- Information provided -

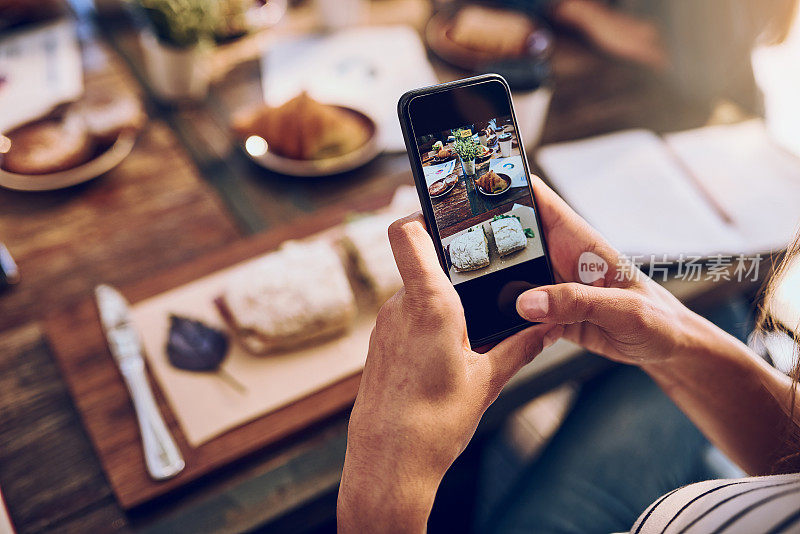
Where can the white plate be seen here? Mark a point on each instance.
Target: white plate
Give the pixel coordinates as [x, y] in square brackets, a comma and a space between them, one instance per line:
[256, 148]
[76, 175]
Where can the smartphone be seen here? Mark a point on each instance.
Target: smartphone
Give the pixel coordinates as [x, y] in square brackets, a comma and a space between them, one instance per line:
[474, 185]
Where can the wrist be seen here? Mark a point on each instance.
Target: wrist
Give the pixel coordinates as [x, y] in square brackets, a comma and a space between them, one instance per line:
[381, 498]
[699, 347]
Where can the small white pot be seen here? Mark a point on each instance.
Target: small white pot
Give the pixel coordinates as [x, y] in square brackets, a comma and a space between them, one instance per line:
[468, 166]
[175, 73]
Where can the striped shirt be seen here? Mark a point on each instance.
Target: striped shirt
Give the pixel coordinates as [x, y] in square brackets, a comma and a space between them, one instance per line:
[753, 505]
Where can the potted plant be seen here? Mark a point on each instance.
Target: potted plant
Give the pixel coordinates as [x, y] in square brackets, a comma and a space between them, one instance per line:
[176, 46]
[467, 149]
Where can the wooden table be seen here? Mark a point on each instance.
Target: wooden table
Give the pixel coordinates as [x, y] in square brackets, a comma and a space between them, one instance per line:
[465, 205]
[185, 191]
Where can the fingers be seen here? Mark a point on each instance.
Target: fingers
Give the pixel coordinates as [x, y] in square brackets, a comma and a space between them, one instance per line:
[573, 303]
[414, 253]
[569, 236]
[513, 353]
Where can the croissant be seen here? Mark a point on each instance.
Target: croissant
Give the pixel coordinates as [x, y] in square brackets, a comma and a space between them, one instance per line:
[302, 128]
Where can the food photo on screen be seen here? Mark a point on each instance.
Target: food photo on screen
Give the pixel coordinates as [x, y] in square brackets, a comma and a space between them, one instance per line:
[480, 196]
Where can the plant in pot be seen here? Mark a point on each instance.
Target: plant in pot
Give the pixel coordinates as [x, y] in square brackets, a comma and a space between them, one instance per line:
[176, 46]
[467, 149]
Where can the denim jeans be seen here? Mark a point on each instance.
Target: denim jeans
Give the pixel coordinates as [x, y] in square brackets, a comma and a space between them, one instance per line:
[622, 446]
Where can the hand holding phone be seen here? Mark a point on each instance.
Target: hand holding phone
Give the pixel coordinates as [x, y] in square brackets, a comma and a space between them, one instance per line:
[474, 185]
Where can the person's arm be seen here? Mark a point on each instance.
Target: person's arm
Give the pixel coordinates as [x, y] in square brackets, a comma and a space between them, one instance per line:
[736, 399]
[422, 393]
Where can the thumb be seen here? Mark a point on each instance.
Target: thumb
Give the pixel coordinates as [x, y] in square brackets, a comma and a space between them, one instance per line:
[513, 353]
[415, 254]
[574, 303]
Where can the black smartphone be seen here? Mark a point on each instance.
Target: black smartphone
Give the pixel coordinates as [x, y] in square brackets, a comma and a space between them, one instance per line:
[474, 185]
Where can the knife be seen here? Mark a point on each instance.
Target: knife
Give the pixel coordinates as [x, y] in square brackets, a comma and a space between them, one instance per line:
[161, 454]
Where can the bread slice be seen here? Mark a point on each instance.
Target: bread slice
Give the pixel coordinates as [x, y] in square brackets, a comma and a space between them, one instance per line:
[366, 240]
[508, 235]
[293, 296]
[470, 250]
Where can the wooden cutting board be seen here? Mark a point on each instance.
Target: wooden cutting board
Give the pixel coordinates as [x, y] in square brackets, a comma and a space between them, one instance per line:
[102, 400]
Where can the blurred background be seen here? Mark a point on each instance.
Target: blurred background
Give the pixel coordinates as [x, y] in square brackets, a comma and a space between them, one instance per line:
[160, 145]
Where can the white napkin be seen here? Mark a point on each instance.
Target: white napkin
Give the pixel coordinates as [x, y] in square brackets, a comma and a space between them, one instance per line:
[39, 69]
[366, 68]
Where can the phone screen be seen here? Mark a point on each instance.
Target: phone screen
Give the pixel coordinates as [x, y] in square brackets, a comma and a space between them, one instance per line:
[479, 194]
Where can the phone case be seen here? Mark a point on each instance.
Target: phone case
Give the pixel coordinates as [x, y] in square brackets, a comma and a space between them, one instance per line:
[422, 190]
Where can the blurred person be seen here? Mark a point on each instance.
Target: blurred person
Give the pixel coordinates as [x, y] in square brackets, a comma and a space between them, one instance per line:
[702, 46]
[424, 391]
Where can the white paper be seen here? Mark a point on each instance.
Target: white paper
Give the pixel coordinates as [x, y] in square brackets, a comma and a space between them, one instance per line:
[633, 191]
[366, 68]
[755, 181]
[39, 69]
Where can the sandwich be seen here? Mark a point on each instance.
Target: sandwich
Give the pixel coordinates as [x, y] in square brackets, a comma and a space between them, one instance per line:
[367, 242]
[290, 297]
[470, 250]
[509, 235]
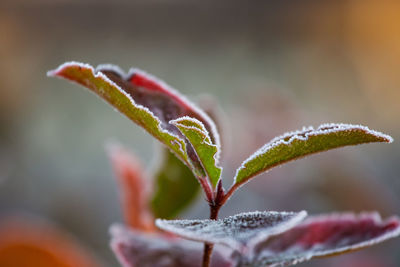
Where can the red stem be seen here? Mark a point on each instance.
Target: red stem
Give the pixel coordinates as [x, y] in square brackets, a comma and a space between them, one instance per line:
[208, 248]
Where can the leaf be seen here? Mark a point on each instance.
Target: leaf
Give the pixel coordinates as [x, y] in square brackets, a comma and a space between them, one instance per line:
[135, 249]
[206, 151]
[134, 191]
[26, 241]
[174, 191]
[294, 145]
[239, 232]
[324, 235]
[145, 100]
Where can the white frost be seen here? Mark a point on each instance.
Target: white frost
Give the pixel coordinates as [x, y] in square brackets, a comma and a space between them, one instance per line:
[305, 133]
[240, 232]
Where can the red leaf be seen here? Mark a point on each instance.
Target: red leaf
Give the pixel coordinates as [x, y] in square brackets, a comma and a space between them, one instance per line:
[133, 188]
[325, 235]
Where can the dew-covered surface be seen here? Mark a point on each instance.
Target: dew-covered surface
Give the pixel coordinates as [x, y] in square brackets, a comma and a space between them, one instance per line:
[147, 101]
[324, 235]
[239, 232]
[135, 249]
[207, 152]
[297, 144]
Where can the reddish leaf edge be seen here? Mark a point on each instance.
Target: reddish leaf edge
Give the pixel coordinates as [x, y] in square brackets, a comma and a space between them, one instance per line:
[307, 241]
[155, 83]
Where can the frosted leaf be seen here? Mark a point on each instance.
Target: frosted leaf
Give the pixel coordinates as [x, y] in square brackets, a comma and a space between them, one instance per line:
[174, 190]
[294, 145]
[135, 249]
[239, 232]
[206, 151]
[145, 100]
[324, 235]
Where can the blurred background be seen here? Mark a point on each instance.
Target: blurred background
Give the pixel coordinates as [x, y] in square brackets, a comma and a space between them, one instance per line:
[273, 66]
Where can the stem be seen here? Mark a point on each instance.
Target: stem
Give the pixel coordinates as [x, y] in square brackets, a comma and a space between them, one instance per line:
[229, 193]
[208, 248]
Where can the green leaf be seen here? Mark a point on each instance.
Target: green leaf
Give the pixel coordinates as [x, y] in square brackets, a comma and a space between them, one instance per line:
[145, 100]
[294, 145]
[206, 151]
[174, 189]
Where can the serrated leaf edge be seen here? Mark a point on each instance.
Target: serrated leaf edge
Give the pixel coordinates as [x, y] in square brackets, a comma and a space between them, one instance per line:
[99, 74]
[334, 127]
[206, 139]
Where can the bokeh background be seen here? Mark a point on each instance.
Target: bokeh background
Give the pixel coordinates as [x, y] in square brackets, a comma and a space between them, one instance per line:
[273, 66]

- Task details -
Output the data exactly. Pictures don't belong in the result.

- Solved problem -
Where can the white plate be seen here? Mark a point on each instance.
Target: white plate
Give the pixel coordinates as [x, y] in square brackets, a comma and a space between them, one instance per line:
[256, 148]
[76, 175]
Where can the smartphone be seen here? Mark a point on each instance.
Target: smartphone
Give the pixel coordinates as [x, y] in square brackets, a comma and a space between them, one instance per line:
[474, 185]
Where can the wrist be seen here? Mark a point on each instance.
Target: wrist
Give the pixel coordinates as [x, y] in square brackets, a comma and a space between them, one instance per line:
[381, 498]
[699, 347]
Where can the small white pot be seen here? Mark a point on each instance.
Target: small white pot
Give the pixel coordinates as [x, y] in square brackets, a comma and a space between them, one instance per line:
[468, 166]
[175, 73]
Where can the striped shirt be seen here? Mark a point on each instance.
Target: striped shirt
Give the pixel coordinates as [x, y] in square brackets, a comma and a space between them, one instance per line:
[753, 505]
Where can the potted plant be seen here? Mark a point on each instance.
Target: potted plant
Give the pixel coordinates as [x, y] in square brackets, a comma and a space between them, one instance per line:
[176, 46]
[467, 149]
Where can the wooden table be seen here? Mark a point on each instance.
Target: wooden table
Give the pixel coordinates as [x, y] in square brackets, a comma and a space between them, one instance per line:
[465, 205]
[185, 191]
Where can the fingers be seen here? Mark a point on each instance.
Target: fingers
Give the pixel coordinates as [x, y] in square brackets, a comma and a space between them, one instance per line:
[573, 303]
[414, 253]
[569, 236]
[513, 353]
Where can the croissant be seen here? Mark a point on each instance.
Target: croissant
Give the pixel coordinates as [x, y] in square brackets, a comma and a space between them, one instance per line:
[302, 128]
Where can the food photo on screen be seen here? Mark a point on each instance.
Target: food photo on screen
Give the pixel coordinates as [x, y] in square brackets, a comma and a space between them, one instance per line:
[480, 196]
Where can the plant in pot be seen here? Mark a point on each instance.
Target: plant in pot
Give the pixel coordinates as [x, y] in square brackets, a comma and a space between them, one instance per line:
[176, 46]
[467, 149]
Where can the denim jeans be seen here? Mark a point on each instance.
Target: denim jeans
Give the pixel coordinates as [x, y] in square brackets, a comma and a space between them, one instance per line:
[622, 446]
Where can the hand holding phone be seen here? Mark a point on each instance.
Target: hand holding phone
Give the pixel coordinates as [x, y] in square brackets, a comma and a space between them, one instance per line:
[474, 185]
Where can the person's arm be seen here? Mark a point on each instance.
Target: person's arm
Give the pixel coordinates as [x, y] in square brackets, a comma and a space between them, one instance per line:
[736, 399]
[422, 393]
Where can the thumb be seen here? Mark a point on each instance.
Target: thumb
Give the pixel coordinates as [x, y] in square brackets, a comma and a space between them, one instance per line:
[513, 353]
[415, 254]
[574, 303]
Where can the black smartphone be seen here? Mark a point on each instance.
Target: black smartphone
Give the pixel coordinates as [x, y] in square brackets, a comma and a space between them, one instance per line:
[474, 185]
Where can the knife be seen here? Mark a point on each instance.
Target: knife
Give the pixel coordinates as [x, y] in square brackets, a comma and a space between them, one instance per line:
[161, 454]
Where can the bread slice be seen here? Mark a point on each instance.
Target: bread slice
Give the pixel coordinates as [x, y] in square brackets, a comma and a space between them, one instance per line:
[366, 240]
[508, 235]
[293, 296]
[470, 250]
Where can the wooden cutting board be seen here? Mark a point on each instance.
Target: wooden cutting board
Give the pixel coordinates as [x, y] in square brackets, a comma and a space between them, one instance per line:
[102, 400]
Where can the blurred background be seen here? Mark a point on each instance.
Target: blurred background
Give the pixel coordinates as [x, y] in square brackets, a comma and a space between them, one instance per line:
[160, 145]
Where can the white napkin be seen here? Mark a point on each instance.
Target: white napkin
Give the pixel coordinates as [x, y] in square brackets, a comma and a space between them, one instance per line:
[39, 69]
[366, 68]
Where can the phone screen be seen here? Mark a point on each instance.
Target: phone screen
Give the pixel coordinates as [x, y] in square brackets, a comma and a space between them, one instance per line:
[479, 194]
Where can the phone case be seen here? Mark a point on each instance.
Target: phone case
Give the pixel coordinates as [x, y] in square brackets, a comma and a space between them, one instance per line:
[422, 190]
Where can the blurred person be seen here? Mark a point on each instance.
Target: blurred person
Give the pixel coordinates as [x, y] in square brackets, a comma and a space between them, one instance per line:
[702, 46]
[424, 391]
Where can the white paper be seen here? Mark a point on each instance.
Target: white paper
Give the pixel coordinates as [x, y] in square brackets, a comma and a space between them, one instance per line:
[633, 191]
[366, 68]
[755, 181]
[39, 69]
Where can the sandwich be seen here? Mark a point on each instance.
Target: sandwich
Give the pixel coordinates as [x, y] in square brackets, a comma and a space between them, one instance per line:
[367, 242]
[290, 297]
[470, 250]
[509, 235]
Where can the red stem be seen here? Mark a point on each instance.
Target: red stem
Give the pixel coordinates as [x, y] in square brackets, a comma and a space between them, one instance per line:
[208, 248]
Where can the leaf be seen here? Mark a point on each instance.
Target: leaf
Give the pixel coordinates as [x, y] in square brackets, a comma and a space between them, one instance per line:
[135, 249]
[206, 151]
[134, 191]
[26, 241]
[174, 191]
[294, 145]
[239, 232]
[324, 235]
[145, 100]
Where can the white frost be seen here? Mark a point on each instance.
Target: white frost
Give the pixel coordinates as [x, y] in square brackets, a comma and a space between them, one instance per line:
[305, 133]
[240, 232]
Where can the red leaf be seen here? Mark a point on each instance.
Target: red leaf
Give the pixel coordinates as [x, y] in square brackets, a comma and a space between them, one instance per line:
[133, 188]
[325, 235]
Where can the dew-covered surface be seen here? Mark a point on each instance.
Target: dew-covered surface
Give the pixel coordinates as [x, y] in square brackets, a comma and a space between them, one instance per line:
[147, 101]
[324, 235]
[239, 232]
[135, 249]
[207, 152]
[297, 144]
Where can the reddish leaf edge be seen here? Mark a point on each instance.
Target: reddish leaf edge
Give the pixel coordinates as [x, y] in square brackets, a comma and a space between them, one instance per line:
[307, 241]
[155, 83]
Where can the frosted leaf be seen here? Mark a point on each instance.
Target: frosted leaf
Give the pixel coordinates as [x, y] in square brackets, a comma and a space between them, one instance per line:
[174, 190]
[294, 145]
[135, 249]
[239, 232]
[206, 151]
[145, 100]
[324, 235]
Where can the blurred background be seen here? Mark a point on each instance.
Target: blurred background
Give the pixel coordinates as [x, y] in square brackets, a comma and a space between them, one instance per line:
[273, 66]
Where can the stem be seen here? Mark a point on each instance.
Target: stem
Give the pixel coordinates as [x, y] in square brackets, a comma and a space between them, one instance per line:
[229, 193]
[208, 248]
Where can the green leaf be seen here? Mark a point on each instance.
Target: green leaf
Give the pixel coordinates as [x, y] in square brackets, a comma and a space between them, one instance per line:
[145, 100]
[294, 145]
[206, 151]
[174, 189]
Where can the serrated leaf edge be seen here? Mark a point on each instance.
Target: serrated leaf edge
Give the pixel coordinates as [x, y] in square brackets, a comma and a space between them, one instance per line:
[99, 74]
[334, 127]
[206, 139]
Where can the bokeh background be seen here? Mark a point on each instance.
Target: bokeh background
Give the pixel coordinates as [x, y] in square brackets, a comma and a space between them, one instance per line:
[273, 66]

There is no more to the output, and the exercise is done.